Top of Text section

Nurse Practitioner: “Well, we agree that the calcium needs to be increased, so you’re going to have to double that. We’ll call you back in a week or so and talk about how it’s going. That’s all I have for you now.”

I doubled his calcium.

The Easter Seals aide who accompanies Wolf to his volunteer animal-care job emailed me the next day: “Wolfgang threw up earlier and just threw up again while we were trying to eat lunch. As he is pouring formula into his tube this time, he says he will throw up again if he has any more. I am strongly suggesting he finish anyway so that he doesn’t starve. Which will hurt him more in the end?”

Wolf at three weeks old.

This was followed by a phone call from a Medicaid rep who informed me that they would be refusing additional doctor overrides on Wolf’s prescription for Ondansetron (primarily used after chemotherapy to deactivate the portion of the medulla oblongata that induces vomiting), the one thing that has been effective at reducing his nausea. At $1,000 a month, the rep said that it was no longer a cost-effective solution.

Bottom of Text section

## To do
a) From the passage about Wolf, list by job or role each person who speaks to or contacts the writer.
b) Write out the passage about Wolf word for word, starting with "Wolf at three" and going on through "a cost-effective solution.".
You won't need the stored items.

Top of Extracted material

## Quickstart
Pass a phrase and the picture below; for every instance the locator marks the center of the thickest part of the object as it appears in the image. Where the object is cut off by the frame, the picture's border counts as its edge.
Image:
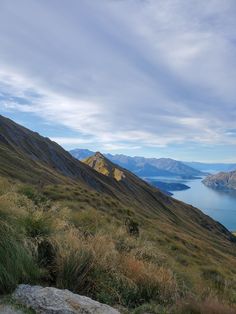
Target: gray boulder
(55, 301)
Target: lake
(220, 205)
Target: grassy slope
(198, 250)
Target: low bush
(16, 261)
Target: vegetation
(88, 242)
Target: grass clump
(16, 261)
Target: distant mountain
(101, 164)
(101, 192)
(211, 167)
(221, 181)
(81, 153)
(147, 167)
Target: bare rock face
(7, 309)
(56, 301)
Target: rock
(55, 301)
(6, 309)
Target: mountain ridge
(145, 167)
(221, 181)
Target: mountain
(81, 153)
(147, 167)
(163, 166)
(102, 229)
(211, 167)
(221, 181)
(102, 165)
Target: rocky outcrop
(7, 309)
(56, 301)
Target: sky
(138, 77)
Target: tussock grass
(53, 236)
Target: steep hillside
(102, 165)
(81, 154)
(146, 167)
(125, 240)
(221, 181)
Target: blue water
(220, 205)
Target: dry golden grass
(89, 251)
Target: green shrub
(38, 224)
(16, 262)
(33, 194)
(73, 270)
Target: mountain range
(221, 181)
(119, 226)
(147, 167)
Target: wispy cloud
(152, 73)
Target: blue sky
(140, 77)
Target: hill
(221, 181)
(114, 238)
(146, 167)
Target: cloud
(123, 73)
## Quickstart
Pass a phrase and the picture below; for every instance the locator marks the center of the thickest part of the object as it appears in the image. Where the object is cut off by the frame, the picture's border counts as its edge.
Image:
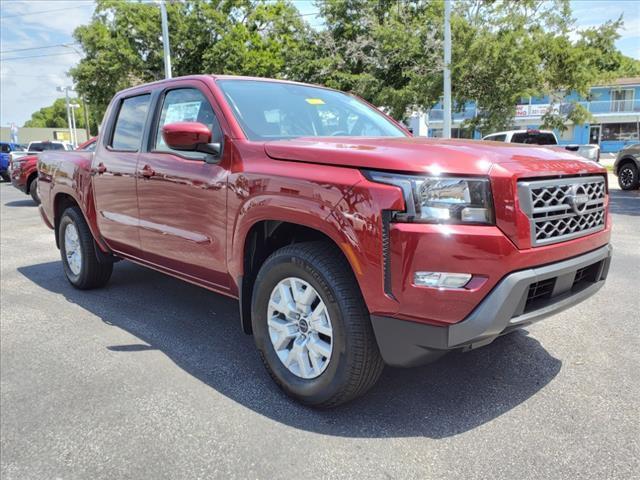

Bottom of Extracted material

## Task solutions
a)
- Nurse Practitioner
- Easter Seals aide
- Medicaid rep

b)
Wolf at three weeks old.

This was followed by a phone call from a Medicaid rep who informed me that they would be refusing additional doctor overrides on Wolf’s prescription for Ondansetron (primarily used after chemotherapy to deactivate the portion of the medulla oblongata that induces vomiting), the one thing that has been effective at reducing his nausea. At $1,000 a month, the rep said that it was no longer a cost-effective solution.